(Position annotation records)
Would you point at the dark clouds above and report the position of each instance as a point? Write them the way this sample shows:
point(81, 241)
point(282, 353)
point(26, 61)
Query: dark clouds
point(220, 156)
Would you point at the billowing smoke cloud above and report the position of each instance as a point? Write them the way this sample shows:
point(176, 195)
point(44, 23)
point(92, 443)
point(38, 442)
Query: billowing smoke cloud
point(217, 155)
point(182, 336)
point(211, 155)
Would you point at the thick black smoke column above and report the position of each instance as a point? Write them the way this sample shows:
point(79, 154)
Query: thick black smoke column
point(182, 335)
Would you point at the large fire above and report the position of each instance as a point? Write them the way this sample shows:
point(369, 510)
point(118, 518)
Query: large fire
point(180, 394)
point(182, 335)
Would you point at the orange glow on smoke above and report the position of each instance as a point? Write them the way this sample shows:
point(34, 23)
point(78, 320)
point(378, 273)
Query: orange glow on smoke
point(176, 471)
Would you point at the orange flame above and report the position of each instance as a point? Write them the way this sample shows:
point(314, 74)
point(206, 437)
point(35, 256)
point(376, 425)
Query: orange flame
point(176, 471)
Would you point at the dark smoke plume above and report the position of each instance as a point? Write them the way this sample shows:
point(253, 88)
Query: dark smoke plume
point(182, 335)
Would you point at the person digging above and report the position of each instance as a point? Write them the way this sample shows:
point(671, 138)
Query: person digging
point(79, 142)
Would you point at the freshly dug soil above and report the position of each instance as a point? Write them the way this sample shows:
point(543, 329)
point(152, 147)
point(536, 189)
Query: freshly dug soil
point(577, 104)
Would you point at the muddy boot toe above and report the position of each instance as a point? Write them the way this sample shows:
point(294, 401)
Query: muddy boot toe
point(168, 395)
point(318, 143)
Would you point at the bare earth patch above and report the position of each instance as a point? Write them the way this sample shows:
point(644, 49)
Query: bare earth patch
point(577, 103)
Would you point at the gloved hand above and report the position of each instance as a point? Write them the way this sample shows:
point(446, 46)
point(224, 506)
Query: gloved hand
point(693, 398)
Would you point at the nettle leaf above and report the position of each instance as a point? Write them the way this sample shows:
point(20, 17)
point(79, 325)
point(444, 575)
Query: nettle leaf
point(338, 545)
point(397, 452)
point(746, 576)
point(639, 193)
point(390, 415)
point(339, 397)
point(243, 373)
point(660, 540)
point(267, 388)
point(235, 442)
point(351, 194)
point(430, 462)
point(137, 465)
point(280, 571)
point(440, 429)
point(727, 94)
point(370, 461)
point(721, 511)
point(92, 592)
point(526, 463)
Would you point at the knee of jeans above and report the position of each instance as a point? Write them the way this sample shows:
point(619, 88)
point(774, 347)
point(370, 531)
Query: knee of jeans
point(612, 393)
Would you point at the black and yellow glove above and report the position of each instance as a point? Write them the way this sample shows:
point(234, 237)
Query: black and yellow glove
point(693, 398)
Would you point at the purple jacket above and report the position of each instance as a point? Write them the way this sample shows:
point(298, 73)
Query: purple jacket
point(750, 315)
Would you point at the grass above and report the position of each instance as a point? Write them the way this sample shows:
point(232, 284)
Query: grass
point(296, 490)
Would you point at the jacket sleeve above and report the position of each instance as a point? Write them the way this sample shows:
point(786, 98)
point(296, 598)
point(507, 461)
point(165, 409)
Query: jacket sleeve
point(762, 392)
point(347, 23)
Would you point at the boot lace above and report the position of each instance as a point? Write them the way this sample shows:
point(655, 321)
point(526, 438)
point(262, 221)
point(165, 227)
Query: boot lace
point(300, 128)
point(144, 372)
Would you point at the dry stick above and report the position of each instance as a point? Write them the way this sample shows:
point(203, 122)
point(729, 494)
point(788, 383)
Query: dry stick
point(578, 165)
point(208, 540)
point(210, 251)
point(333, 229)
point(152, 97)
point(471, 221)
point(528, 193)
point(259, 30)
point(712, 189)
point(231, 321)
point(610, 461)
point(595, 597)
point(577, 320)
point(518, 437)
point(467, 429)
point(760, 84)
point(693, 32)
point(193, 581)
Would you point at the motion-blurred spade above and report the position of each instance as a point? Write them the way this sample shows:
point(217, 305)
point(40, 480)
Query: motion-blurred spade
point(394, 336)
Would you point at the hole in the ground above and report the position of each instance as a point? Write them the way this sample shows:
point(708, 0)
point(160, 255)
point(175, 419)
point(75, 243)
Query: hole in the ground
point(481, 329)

Exercise details >> Turn every line of the data above into a numbered list, and leave out any blank lines.

Solution to this exercise >>
1. Would you point at the dark clouds above and report the position of each instance as a point? Write them the way this sample shows:
2. point(81, 241)
3. point(282, 353)
4. point(26, 61)
5. Query: dark clouds
6. point(220, 156)
7. Would you point at the billowing smoke cloud above and report the position of each instance as a point? Write them the way this sample shows:
8. point(176, 195)
9. point(44, 23)
10. point(92, 443)
11. point(38, 442)
12. Query: billowing smoke cloud
13. point(217, 155)
14. point(182, 336)
15. point(211, 155)
16. Would you point at the thick black smoke column above and report the position of each instance as a point? Write them the way this sample shows:
17. point(79, 154)
18. Query: thick black smoke column
19. point(182, 335)
20. Would you point at the large fire above and report the position of each instance as a point? Write them the way this sample shows:
21. point(369, 510)
22. point(118, 518)
23. Query: large fire
24. point(180, 394)
25. point(182, 335)
26. Would you point at the orange glow on smoke above and report the position of each instance as a point? Write them the way this sample shows:
27. point(34, 23)
28. point(78, 320)
29. point(378, 273)
30. Query: orange glow on smoke
31. point(176, 471)
32. Would you point at the orange flame above and report the position of each instance as a point? Write them the way this sample shows:
33. point(314, 74)
34. point(206, 437)
35. point(35, 256)
36. point(376, 425)
37. Query: orange flame
38. point(176, 471)
39. Would you point at the dark smoke plume above and report the position of each instance as a point? Write them the way this sample shows:
40. point(253, 88)
41. Query: dark smoke plume
42. point(182, 335)
43. Would you point at the person digging above and report the position of each instance as a point? Write them the way this sample shows:
44. point(671, 138)
45. Query: person digging
46. point(79, 142)
47. Would you point at the freshly dug soil above and report the position of each instance as a point? Write them the way this sample shows:
48. point(543, 329)
49. point(152, 147)
50. point(536, 189)
51. Query: freshly dug soil
52. point(577, 104)
53. Would you point at the muddy boot toe above and report the position of each instance as a point? Write them the way this sample shows:
54. point(294, 401)
55. Query: muddy boot toe
56. point(168, 395)
57. point(318, 143)
58. Would you point at the bare earth patch above and report the position of each instance as a point? Write them the way this sample shows:
59. point(644, 49)
60. Query: bare earth patch
61. point(577, 103)
62. Would you point at the gloved hand above and report the position of each instance as a point? Write them the way this sample shows:
63. point(446, 46)
64. point(224, 506)
65. Query: gloved hand
66. point(693, 398)
67. Would you point at the nettle leaf above and report the position of each instance as a point? Write them the way this sample shows:
68. point(20, 17)
69. point(79, 325)
70. point(444, 575)
71. Query: nettle leaf
72. point(338, 545)
73. point(397, 452)
74. point(746, 576)
75. point(639, 193)
76. point(390, 415)
77. point(339, 397)
78. point(243, 373)
79. point(660, 540)
80. point(267, 388)
81. point(235, 442)
82. point(351, 194)
83. point(430, 462)
84. point(137, 465)
85. point(280, 571)
86. point(440, 429)
87. point(727, 94)
88. point(370, 461)
89. point(721, 511)
90. point(92, 592)
91. point(526, 463)
92. Would you point at the knee of jeans above and report the position of each instance as a point? Write them the way this sample shows:
93. point(619, 88)
94. point(774, 347)
95. point(370, 531)
96. Query: knee of jeans
97. point(612, 393)
98. Would you point at the black and yellow glove above and report the position of each instance as a point? Write them the way this sample shows:
99. point(234, 237)
100. Query: black and yellow glove
101. point(693, 398)
102. Would you point at the purple jacket above and report the position of each instance as a point? Write them the way this sample shows:
103. point(298, 73)
104. Query: purple jacket
105. point(750, 315)
106. Would you point at the grass above and report the position of each instance as a point? Write them the way this sample shows:
107. point(232, 284)
108. Query: grass
109. point(296, 490)
110. Would you point at the jacket sleeve above and report the position of each instance as a point? Write them the way this sample shows:
111. point(786, 98)
112. point(296, 598)
113. point(507, 461)
114. point(165, 409)
115. Query: jacket sleeve
116. point(762, 392)
117. point(347, 23)
118. Would you point at the boot lace above and report the position of each instance as a point? Write them the way this sample shows:
119. point(655, 321)
120. point(526, 438)
121. point(262, 221)
122. point(165, 227)
123. Query: boot lace
124. point(300, 128)
125. point(144, 372)
126. Would you point at the dry stick above and report the position of each instance as a point? Write them the way this sample shows:
127. point(203, 122)
128. point(729, 494)
129. point(788, 383)
130. Query: dry stick
131. point(578, 165)
132. point(208, 540)
133. point(210, 251)
134. point(333, 229)
135. point(152, 97)
136. point(471, 221)
137. point(528, 193)
138. point(259, 30)
139. point(712, 189)
140. point(231, 321)
141. point(610, 461)
142. point(595, 597)
143. point(577, 320)
144. point(518, 437)
145. point(467, 429)
146. point(760, 84)
147. point(693, 32)
148. point(193, 581)
149. Would you point at the motion-blurred spade above and report the position of each instance as a point? Write them the way this sample shows:
150. point(217, 305)
151. point(40, 480)
152. Query: motion-blurred spade
153. point(394, 336)
154. Would you point at the hole in the ground above and report the position of each instance as a point? Write them the way this sample shows:
155. point(708, 0)
156. point(160, 255)
157. point(175, 419)
158. point(75, 243)
159. Query: hole in the ground
160. point(481, 329)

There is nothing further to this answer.